**The data**
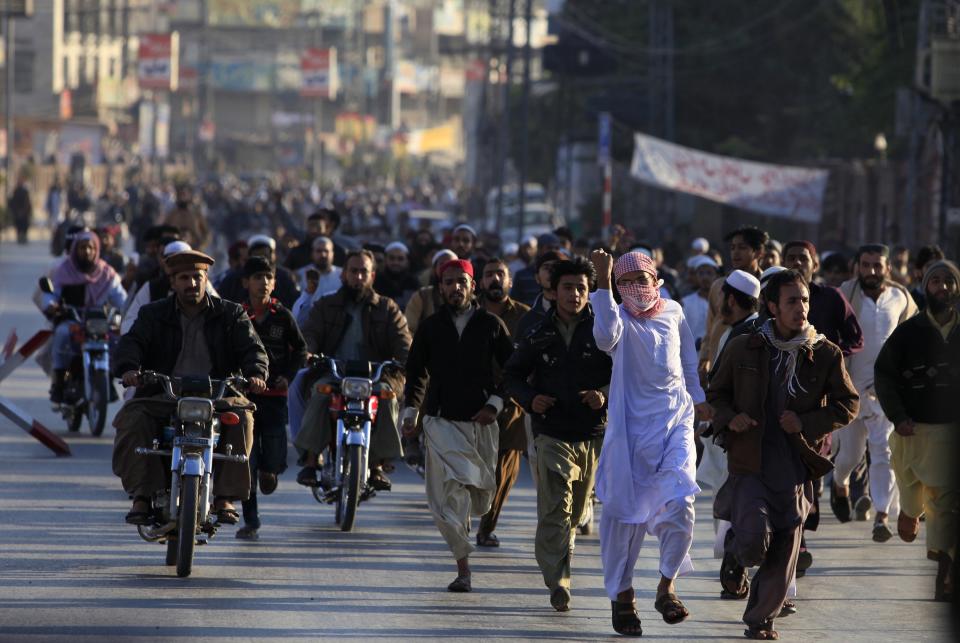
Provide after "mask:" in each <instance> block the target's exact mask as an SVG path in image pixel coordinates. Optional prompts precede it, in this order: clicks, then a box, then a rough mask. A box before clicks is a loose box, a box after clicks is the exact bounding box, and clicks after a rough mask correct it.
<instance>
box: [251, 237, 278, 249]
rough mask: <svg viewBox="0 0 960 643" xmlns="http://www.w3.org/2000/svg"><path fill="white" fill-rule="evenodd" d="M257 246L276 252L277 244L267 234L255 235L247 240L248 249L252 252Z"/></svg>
mask: <svg viewBox="0 0 960 643" xmlns="http://www.w3.org/2000/svg"><path fill="white" fill-rule="evenodd" d="M257 246H269V247H270V249H271V250H276V249H277V242H276V241H274V240H273V239H272V238H270V237H268V236H267V235H265V234H255V235H253V236H252V237H250V238H249V239H247V247H249V248H250V249H251V250H253V249H254V248H256V247H257Z"/></svg>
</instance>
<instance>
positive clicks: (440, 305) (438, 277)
mask: <svg viewBox="0 0 960 643" xmlns="http://www.w3.org/2000/svg"><path fill="white" fill-rule="evenodd" d="M456 258H457V255H456V253H455V252H453V250H440V251H438V252H437V253H436V254H435V255H434V256H433V261H432V266H433V267H432V268H431V270H430V285H429V286H424V287H423V288H420V289H419V290H418V291H417V292H415V293H414V294H413V296H412V297H410V301H408V302H407V307H406V308H405V309H404V311H403V314H404V315H406V317H407V324H409V326H410V333H411V334H416V332H417V329H418V328H419V327H420V324H421V323H422V322H423V321H424V320H425V319H427V318H428V317H430V316H431V315H433V313H435V312H436V311H437V310H439V309H440V308H441V307H442V306H443V297H442V296H441V295H440V275H439V273H438V272H437V271H438V270H439V269H440V266H442V265H443V264H445V263H446V262H448V261H450V260H451V259H456Z"/></svg>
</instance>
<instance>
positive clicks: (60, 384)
mask: <svg viewBox="0 0 960 643" xmlns="http://www.w3.org/2000/svg"><path fill="white" fill-rule="evenodd" d="M66 379H67V371H66V369H63V368H55V369H53V376H52V377H51V378H50V403H51V404H53V405H56V406H59V405H60V404H63V387H64V382H65V381H66Z"/></svg>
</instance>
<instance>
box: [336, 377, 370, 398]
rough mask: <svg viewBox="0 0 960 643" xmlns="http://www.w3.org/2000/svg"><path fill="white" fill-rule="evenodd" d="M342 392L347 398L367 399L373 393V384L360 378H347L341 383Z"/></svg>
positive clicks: (358, 377)
mask: <svg viewBox="0 0 960 643" xmlns="http://www.w3.org/2000/svg"><path fill="white" fill-rule="evenodd" d="M340 390H341V391H342V392H343V394H344V396H346V397H354V398H358V397H359V398H365V397H370V394H371V393H372V392H373V384H371V383H370V380H365V379H362V378H359V377H347V378H345V379H344V380H343V382H341V383H340Z"/></svg>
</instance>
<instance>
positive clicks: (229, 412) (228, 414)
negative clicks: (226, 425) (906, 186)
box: [220, 411, 240, 426]
mask: <svg viewBox="0 0 960 643" xmlns="http://www.w3.org/2000/svg"><path fill="white" fill-rule="evenodd" d="M220 424H225V425H227V426H236V425H237V424H240V416H239V415H237V414H236V413H234V412H233V411H227V412H226V413H221V414H220Z"/></svg>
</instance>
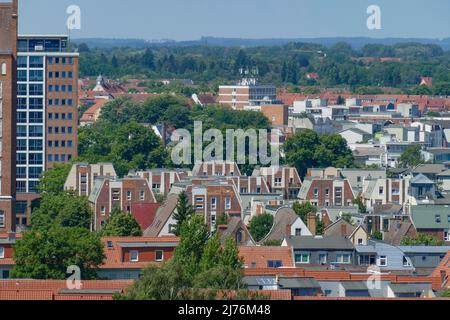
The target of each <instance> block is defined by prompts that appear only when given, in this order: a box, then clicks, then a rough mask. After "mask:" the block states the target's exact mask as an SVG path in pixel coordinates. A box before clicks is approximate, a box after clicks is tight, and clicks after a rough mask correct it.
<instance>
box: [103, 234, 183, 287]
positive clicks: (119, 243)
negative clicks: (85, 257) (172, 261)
mask: <svg viewBox="0 0 450 320" xmlns="http://www.w3.org/2000/svg"><path fill="white" fill-rule="evenodd" d="M102 242H103V244H104V246H105V249H104V252H105V256H106V259H105V261H104V263H103V264H102V265H101V266H100V268H99V270H98V275H99V276H100V277H102V278H104V279H108V280H128V279H133V280H136V279H138V278H139V276H140V275H141V273H142V269H144V268H146V267H148V266H149V265H155V266H158V265H161V264H162V263H164V262H167V261H169V260H170V259H171V258H172V256H173V253H174V251H175V248H176V247H177V245H178V244H179V242H180V239H179V238H177V237H158V238H155V237H105V238H102Z"/></svg>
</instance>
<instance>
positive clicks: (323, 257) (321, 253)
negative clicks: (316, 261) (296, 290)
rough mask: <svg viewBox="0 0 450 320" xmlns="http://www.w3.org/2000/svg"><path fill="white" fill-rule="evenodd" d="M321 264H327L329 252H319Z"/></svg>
mask: <svg viewBox="0 0 450 320" xmlns="http://www.w3.org/2000/svg"><path fill="white" fill-rule="evenodd" d="M319 264H321V265H323V264H327V254H326V253H321V254H319Z"/></svg>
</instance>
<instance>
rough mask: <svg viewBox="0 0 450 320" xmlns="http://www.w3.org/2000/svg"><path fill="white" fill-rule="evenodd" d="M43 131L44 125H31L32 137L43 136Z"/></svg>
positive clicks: (30, 131) (37, 136)
mask: <svg viewBox="0 0 450 320" xmlns="http://www.w3.org/2000/svg"><path fill="white" fill-rule="evenodd" d="M43 131H44V129H43V128H42V126H30V137H42V136H43V134H44V132H43Z"/></svg>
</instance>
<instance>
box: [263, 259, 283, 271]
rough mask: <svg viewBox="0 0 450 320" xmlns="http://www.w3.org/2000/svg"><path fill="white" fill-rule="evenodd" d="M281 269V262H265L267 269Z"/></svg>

**Task statement**
Report every line of the data in which "after" appears.

**Output for this task**
Provide after "mask:" in each <instance> block the target's exact mask as an SVG path in image pixel coordinates. Optional prompts precede it, in this order: clicks, then a box, then a rough mask. A box before clicks is a loose box, a box after clicks is the exact bounding box, and clicks after a rough mask correct it.
The target of each <instance> block is defined by prompts that appear only when given, in this order: a box, then clicks, then a rough mask. After "mask:" the block states the target's exact mask as an SVG path in pixel coordinates. A box before clicks is approximate, a box after clicks is tight, and clicks after a rough mask correct it.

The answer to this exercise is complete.